# Exercise objective
Copy, from the data below, each line that has the word "front".

***** Supplied data *****

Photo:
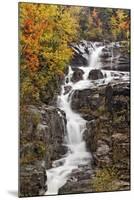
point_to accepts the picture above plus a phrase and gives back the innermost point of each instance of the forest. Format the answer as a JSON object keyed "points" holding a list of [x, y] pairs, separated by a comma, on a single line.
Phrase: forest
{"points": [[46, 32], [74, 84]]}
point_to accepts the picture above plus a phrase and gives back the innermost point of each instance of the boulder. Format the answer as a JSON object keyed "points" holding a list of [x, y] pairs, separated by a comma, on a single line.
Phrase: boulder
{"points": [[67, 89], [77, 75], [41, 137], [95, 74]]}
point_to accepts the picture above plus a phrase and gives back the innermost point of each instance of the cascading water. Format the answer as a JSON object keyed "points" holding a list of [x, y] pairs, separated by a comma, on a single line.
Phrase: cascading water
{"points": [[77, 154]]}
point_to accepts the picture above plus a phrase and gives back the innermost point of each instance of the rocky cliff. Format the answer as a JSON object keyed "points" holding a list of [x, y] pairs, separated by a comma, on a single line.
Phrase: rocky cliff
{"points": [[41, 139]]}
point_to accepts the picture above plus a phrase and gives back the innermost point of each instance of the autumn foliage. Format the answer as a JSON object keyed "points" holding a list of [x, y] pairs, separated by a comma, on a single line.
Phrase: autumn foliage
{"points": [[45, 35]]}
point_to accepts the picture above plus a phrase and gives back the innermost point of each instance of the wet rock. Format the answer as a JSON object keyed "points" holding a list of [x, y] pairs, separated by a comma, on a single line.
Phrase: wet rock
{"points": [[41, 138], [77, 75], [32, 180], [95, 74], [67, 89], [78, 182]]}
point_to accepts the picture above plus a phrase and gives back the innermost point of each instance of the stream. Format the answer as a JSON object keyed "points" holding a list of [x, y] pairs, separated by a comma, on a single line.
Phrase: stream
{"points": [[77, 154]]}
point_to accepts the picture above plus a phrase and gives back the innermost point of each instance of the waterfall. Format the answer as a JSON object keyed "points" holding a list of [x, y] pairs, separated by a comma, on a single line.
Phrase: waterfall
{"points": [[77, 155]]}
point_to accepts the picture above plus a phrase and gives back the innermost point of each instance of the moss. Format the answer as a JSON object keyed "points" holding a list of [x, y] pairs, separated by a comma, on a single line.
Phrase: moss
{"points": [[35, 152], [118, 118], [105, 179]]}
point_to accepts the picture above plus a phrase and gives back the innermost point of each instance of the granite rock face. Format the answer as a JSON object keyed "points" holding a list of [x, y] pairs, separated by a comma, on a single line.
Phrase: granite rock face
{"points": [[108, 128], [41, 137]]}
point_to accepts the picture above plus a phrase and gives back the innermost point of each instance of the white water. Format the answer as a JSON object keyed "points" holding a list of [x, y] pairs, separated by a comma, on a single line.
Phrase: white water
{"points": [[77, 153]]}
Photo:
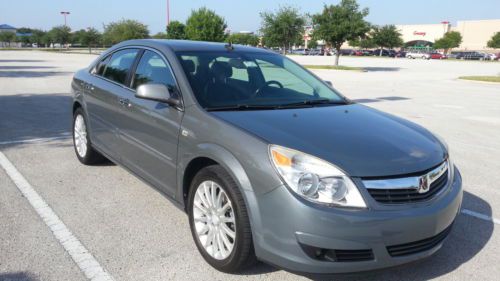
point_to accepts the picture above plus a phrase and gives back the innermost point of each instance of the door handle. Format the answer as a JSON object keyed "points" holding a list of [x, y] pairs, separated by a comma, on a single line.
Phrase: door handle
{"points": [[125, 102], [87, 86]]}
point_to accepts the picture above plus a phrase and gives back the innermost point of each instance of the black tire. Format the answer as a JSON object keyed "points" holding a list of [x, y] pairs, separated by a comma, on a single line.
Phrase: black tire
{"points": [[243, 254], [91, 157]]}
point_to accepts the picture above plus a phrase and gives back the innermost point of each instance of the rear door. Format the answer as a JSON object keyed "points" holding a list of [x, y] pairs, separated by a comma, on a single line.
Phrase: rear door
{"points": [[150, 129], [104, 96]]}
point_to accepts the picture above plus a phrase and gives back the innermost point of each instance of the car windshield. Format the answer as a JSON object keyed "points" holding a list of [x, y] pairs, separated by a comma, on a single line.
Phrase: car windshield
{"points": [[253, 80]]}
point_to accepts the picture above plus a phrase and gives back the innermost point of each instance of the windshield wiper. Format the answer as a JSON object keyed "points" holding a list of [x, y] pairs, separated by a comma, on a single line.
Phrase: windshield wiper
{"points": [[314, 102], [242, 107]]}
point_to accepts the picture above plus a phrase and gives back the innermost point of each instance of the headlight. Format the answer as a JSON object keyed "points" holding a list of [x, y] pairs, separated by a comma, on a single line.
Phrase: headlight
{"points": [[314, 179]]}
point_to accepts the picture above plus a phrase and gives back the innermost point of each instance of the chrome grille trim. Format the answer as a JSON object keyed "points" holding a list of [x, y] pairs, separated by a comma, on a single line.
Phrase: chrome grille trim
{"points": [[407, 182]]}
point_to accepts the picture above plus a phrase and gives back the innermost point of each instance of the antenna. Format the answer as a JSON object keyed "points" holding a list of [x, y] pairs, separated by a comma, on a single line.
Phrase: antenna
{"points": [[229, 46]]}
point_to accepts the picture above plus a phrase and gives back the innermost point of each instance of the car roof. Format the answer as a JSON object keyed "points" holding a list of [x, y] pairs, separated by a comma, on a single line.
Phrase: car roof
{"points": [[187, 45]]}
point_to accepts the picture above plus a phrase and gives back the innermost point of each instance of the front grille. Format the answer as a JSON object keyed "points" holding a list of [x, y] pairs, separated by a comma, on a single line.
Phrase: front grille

*****

# Result of the task
point_to accepts the picture above plus a phrase and gives back the innermost point of each instance of the front grille. Format the answer as a JSON object keyed "points" holding a list of [x, y] pairs, separated by a comma, on a single line.
Phrase: front grille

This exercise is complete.